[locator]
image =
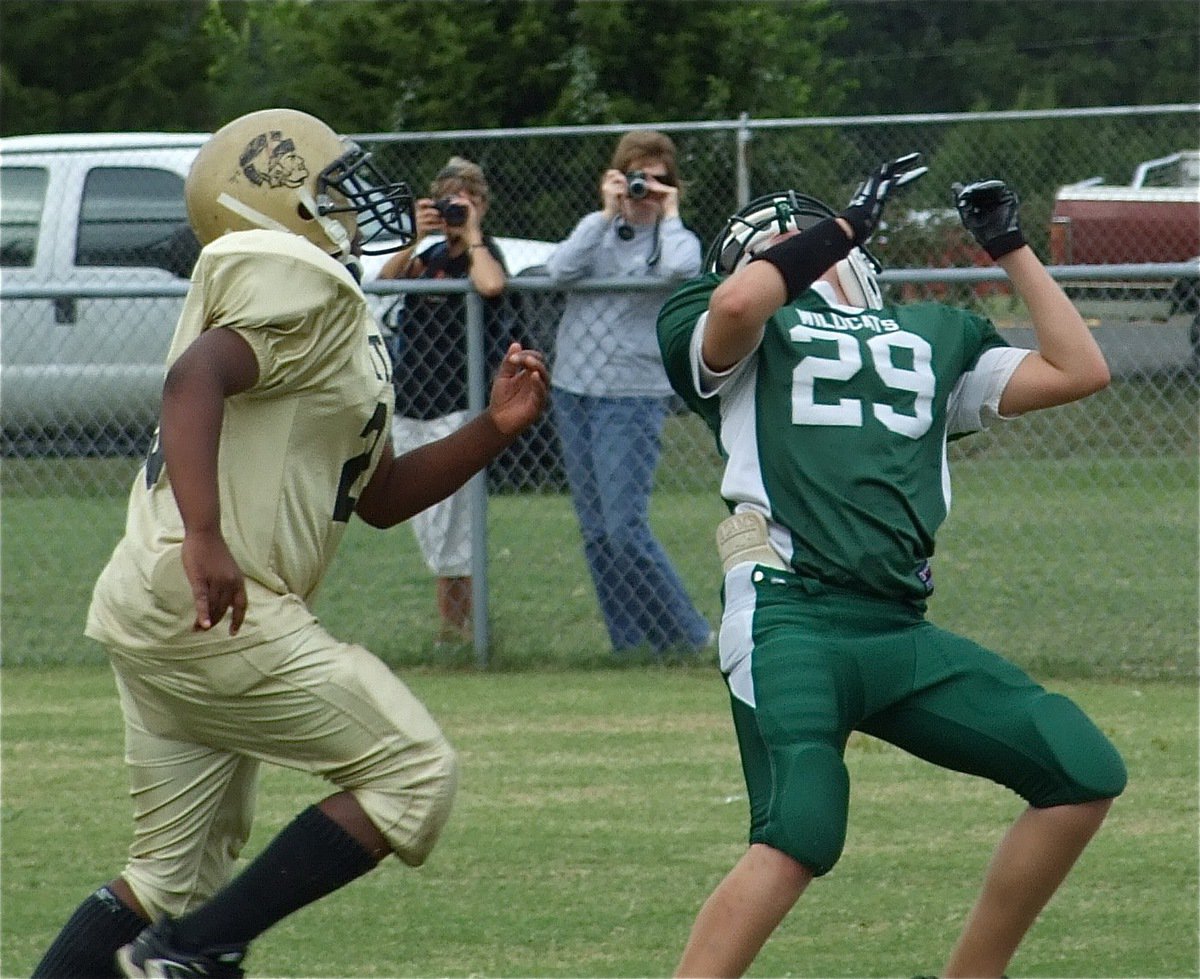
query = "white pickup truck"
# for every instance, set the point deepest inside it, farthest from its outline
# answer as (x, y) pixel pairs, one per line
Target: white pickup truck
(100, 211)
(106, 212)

════

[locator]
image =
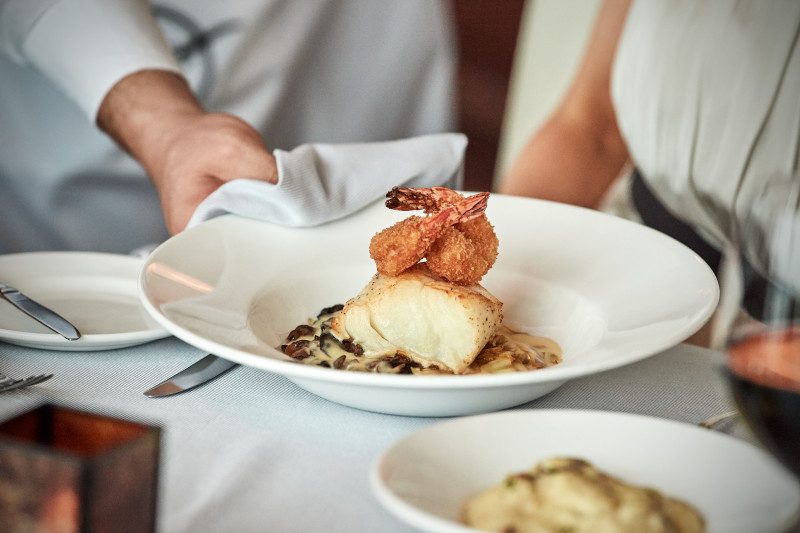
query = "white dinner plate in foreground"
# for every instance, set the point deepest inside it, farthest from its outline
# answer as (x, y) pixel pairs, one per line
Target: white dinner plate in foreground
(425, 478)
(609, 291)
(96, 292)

════

§ **Problem requirements**: Pull out each line of the listing above that contains the word "Target". Case matters.

§ **Completed task**:
Target: white pickup truck
Target: white dinner plate in foreground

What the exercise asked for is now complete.